**TASK STATEMENT:** Would you duplicate the whole listing below, reproducing every line character for character?

--- Start WORKING DATA ---

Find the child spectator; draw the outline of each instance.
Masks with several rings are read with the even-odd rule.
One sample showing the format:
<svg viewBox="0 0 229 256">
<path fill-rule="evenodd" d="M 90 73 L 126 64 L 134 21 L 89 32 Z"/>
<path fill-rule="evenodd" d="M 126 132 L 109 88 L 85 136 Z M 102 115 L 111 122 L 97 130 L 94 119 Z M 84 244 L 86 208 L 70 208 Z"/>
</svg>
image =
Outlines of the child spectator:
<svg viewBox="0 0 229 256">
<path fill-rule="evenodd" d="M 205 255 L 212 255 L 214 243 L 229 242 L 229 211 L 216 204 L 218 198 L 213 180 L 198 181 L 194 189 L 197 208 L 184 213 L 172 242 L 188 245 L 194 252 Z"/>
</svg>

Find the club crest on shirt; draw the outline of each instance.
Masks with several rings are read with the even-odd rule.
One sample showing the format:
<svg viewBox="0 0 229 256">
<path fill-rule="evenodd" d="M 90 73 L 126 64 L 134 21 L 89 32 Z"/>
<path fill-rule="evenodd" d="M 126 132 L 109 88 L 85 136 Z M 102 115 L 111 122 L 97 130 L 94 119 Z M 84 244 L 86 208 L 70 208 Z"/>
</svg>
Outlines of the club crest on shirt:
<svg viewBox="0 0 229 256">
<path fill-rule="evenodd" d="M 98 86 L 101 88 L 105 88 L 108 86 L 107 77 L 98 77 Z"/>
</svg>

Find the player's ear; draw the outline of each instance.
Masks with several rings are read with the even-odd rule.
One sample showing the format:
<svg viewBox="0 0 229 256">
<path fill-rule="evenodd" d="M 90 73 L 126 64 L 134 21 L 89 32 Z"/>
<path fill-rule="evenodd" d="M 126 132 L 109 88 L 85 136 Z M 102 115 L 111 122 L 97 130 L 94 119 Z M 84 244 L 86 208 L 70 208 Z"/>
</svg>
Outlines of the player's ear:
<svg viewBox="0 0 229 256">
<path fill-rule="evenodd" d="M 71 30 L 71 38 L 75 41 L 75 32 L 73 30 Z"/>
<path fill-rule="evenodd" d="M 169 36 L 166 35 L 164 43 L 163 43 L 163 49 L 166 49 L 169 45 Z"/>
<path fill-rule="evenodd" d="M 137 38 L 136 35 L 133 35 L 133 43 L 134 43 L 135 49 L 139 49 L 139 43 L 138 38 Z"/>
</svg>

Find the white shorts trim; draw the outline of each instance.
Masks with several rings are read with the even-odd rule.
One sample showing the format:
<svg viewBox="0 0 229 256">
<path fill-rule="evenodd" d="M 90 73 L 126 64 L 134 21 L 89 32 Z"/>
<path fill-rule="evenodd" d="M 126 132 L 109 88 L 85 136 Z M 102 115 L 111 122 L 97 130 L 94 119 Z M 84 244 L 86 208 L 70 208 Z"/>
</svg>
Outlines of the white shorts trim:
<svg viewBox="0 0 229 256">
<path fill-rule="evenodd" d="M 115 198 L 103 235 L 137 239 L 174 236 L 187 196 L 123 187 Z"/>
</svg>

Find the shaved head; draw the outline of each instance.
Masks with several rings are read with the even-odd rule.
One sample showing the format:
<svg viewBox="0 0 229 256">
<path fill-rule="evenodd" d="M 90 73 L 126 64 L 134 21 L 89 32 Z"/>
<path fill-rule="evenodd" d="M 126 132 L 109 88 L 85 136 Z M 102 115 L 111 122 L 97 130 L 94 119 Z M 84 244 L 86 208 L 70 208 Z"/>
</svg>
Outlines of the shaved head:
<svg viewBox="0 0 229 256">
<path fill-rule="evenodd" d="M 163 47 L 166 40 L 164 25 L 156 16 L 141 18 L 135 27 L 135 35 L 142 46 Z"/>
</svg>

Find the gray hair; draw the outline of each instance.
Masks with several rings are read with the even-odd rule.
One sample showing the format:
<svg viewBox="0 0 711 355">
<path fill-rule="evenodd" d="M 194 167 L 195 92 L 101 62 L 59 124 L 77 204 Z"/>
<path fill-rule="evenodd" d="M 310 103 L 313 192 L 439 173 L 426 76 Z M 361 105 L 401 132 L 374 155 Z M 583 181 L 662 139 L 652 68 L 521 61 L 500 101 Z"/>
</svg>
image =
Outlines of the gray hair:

--- End WORKING DATA ---

**WORKED SOLUTION:**
Find the child spectator; draw the outline of each instance.
Masks with several rings are read with the even-odd rule.
One sample showing the format:
<svg viewBox="0 0 229 256">
<path fill-rule="evenodd" d="M 90 73 L 126 64 L 134 21 L 89 32 Z"/>
<path fill-rule="evenodd" d="M 126 132 L 109 88 L 85 136 Z M 102 115 L 111 122 L 97 130 L 94 119 Z M 84 244 L 86 208 L 70 208 Z"/>
</svg>
image =
Outlines of the child spectator:
<svg viewBox="0 0 229 256">
<path fill-rule="evenodd" d="M 205 255 L 212 255 L 214 243 L 229 242 L 229 211 L 216 204 L 218 198 L 213 180 L 198 181 L 194 189 L 197 208 L 184 213 L 172 242 L 188 245 L 194 252 Z"/>
</svg>

Find the club crest on shirt; draw the outline of each instance.
Masks with several rings are read with the even-odd rule.
One sample showing the format:
<svg viewBox="0 0 229 256">
<path fill-rule="evenodd" d="M 90 73 L 126 64 L 134 21 L 89 32 Z"/>
<path fill-rule="evenodd" d="M 126 132 L 109 88 L 85 136 Z M 102 115 L 111 122 L 97 130 L 94 119 Z M 84 244 L 86 208 L 70 208 Z"/>
</svg>
Outlines of the club crest on shirt:
<svg viewBox="0 0 229 256">
<path fill-rule="evenodd" d="M 98 86 L 101 88 L 105 88 L 108 86 L 107 77 L 98 77 Z"/>
</svg>

Find the player's ear; draw the outline of each instance.
Masks with several rings are read with the even-odd rule.
One sample showing the format:
<svg viewBox="0 0 229 256">
<path fill-rule="evenodd" d="M 90 73 L 126 64 L 134 21 L 89 32 Z"/>
<path fill-rule="evenodd" d="M 126 132 L 109 88 L 85 136 Z M 102 115 L 111 122 L 97 130 L 94 119 Z M 84 244 L 86 208 L 70 208 Z"/>
</svg>
Outlines of the player's ear:
<svg viewBox="0 0 229 256">
<path fill-rule="evenodd" d="M 71 30 L 71 38 L 75 41 L 75 32 L 73 30 Z"/>
<path fill-rule="evenodd" d="M 169 36 L 166 35 L 164 43 L 163 43 L 163 49 L 166 49 L 169 45 Z"/>
<path fill-rule="evenodd" d="M 137 38 L 136 35 L 133 35 L 133 43 L 134 43 L 135 49 L 139 49 L 139 43 L 138 38 Z"/>
</svg>

Find the white shorts trim; draw the outline of each instance.
Masks with several rings are read with the even-odd rule.
One sample showing the format:
<svg viewBox="0 0 229 256">
<path fill-rule="evenodd" d="M 90 73 L 126 64 L 134 21 L 89 32 Z"/>
<path fill-rule="evenodd" d="M 126 132 L 109 88 L 85 136 Z M 102 115 L 111 122 L 97 130 L 94 119 Z M 84 244 L 86 208 L 70 208 Z"/>
</svg>
Outlines of the white shorts trim:
<svg viewBox="0 0 229 256">
<path fill-rule="evenodd" d="M 115 198 L 103 235 L 137 239 L 174 236 L 187 196 L 123 187 Z"/>
</svg>

Find the shaved head; draw the outline of each instance.
Masks with several rings are read with the even-odd rule.
One sample showing the format:
<svg viewBox="0 0 229 256">
<path fill-rule="evenodd" d="M 90 73 L 126 64 L 134 21 L 89 32 Z"/>
<path fill-rule="evenodd" d="M 126 132 L 109 88 L 85 136 Z M 102 115 L 111 122 L 97 130 L 94 119 Z M 84 244 L 86 208 L 70 208 Z"/>
</svg>
Outlines of the shaved head:
<svg viewBox="0 0 229 256">
<path fill-rule="evenodd" d="M 163 47 L 166 40 L 164 25 L 156 16 L 141 18 L 135 27 L 135 35 L 142 46 Z"/>
</svg>

Find the gray hair; draw the outline of each instance.
Masks with several rings are read with the even-odd rule.
One sample showing the format:
<svg viewBox="0 0 711 355">
<path fill-rule="evenodd" d="M 194 167 L 195 92 L 101 62 L 59 124 L 77 204 Z"/>
<path fill-rule="evenodd" d="M 310 103 L 313 192 L 439 173 L 426 76 Z M 361 105 L 401 132 L 374 155 Z M 583 181 L 662 139 L 652 68 L 521 61 L 500 101 Z"/>
</svg>
image =
Outlines of the gray hair:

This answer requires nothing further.